Dataset records:
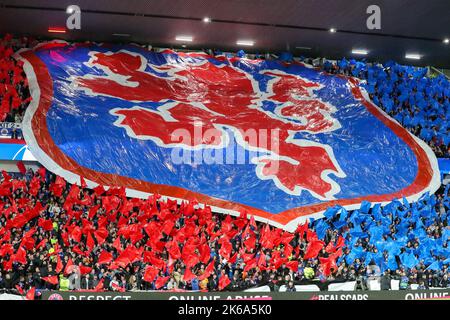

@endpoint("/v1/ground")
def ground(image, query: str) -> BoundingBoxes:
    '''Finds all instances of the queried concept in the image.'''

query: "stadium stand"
[0,35,450,296]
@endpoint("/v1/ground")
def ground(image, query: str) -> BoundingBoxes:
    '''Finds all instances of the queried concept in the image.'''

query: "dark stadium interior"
[0,0,450,68]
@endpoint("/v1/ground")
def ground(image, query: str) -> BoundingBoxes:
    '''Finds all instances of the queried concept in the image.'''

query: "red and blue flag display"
[20,42,440,229]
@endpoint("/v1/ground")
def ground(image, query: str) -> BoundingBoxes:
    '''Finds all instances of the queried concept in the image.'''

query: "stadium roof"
[0,0,450,68]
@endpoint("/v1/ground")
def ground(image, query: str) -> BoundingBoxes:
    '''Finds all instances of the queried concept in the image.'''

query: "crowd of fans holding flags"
[322,58,450,158]
[0,36,450,298]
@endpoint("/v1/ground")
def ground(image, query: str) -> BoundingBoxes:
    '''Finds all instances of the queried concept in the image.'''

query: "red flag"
[2,170,11,182]
[15,284,24,295]
[244,258,257,271]
[36,238,47,249]
[41,276,59,285]
[198,260,214,281]
[183,268,195,282]
[161,220,175,235]
[144,266,158,282]
[111,283,125,292]
[94,184,105,196]
[14,247,27,264]
[303,240,325,260]
[258,252,267,267]
[38,218,53,231]
[199,243,211,263]
[17,161,27,174]
[249,215,257,229]
[336,236,345,249]
[286,260,298,272]
[97,250,113,265]
[25,287,36,300]
[80,176,87,189]
[219,274,231,291]
[64,258,75,274]
[80,266,92,275]
[55,254,64,273]
[295,221,308,239]
[94,228,108,246]
[70,226,82,242]
[38,167,46,181]
[155,276,170,289]
[86,232,95,253]
[167,241,181,260]
[94,278,104,291]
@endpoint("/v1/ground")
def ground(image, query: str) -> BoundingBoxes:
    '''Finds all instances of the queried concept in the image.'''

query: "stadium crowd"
[321,58,450,157]
[0,36,450,293]
[0,34,34,123]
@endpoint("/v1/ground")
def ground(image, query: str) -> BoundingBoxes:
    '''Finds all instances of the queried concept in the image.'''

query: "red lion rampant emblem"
[75,50,345,200]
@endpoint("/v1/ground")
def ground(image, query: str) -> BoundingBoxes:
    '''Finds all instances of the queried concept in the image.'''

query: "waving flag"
[20,42,440,231]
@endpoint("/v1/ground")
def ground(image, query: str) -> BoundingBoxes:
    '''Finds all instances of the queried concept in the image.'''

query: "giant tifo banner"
[16,42,440,230]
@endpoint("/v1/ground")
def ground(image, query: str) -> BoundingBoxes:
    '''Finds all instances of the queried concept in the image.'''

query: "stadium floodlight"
[405,53,422,60]
[352,49,369,56]
[236,40,255,47]
[175,36,194,42]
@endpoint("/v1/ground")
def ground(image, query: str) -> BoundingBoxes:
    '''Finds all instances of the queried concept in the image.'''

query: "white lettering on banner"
[405,291,450,300]
[0,122,22,129]
[69,295,131,300]
[317,294,369,300]
[169,296,220,300]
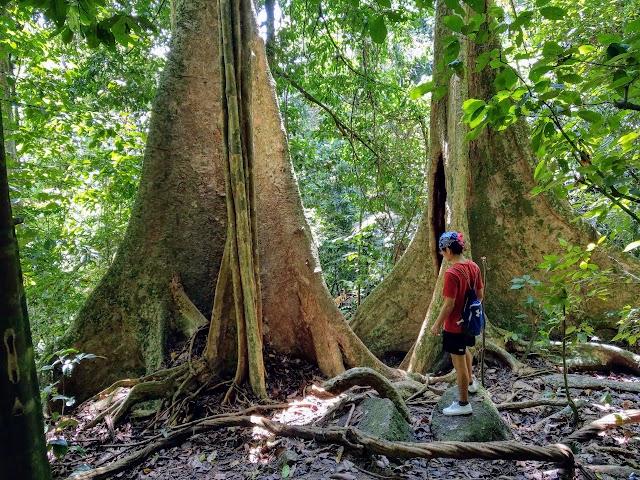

Given problem: Reproduce the lines above from the start through the line containing "[0,35,450,296]", including that line. Leave the pictures out.

Solution to the problem:
@endpoint("/v1/ground")
def ground(image, query: str) -> BoundingBoxes:
    '''Finds all instances of the queried concept in the image.'''

query: "stadium stand"
[0,35,450,296]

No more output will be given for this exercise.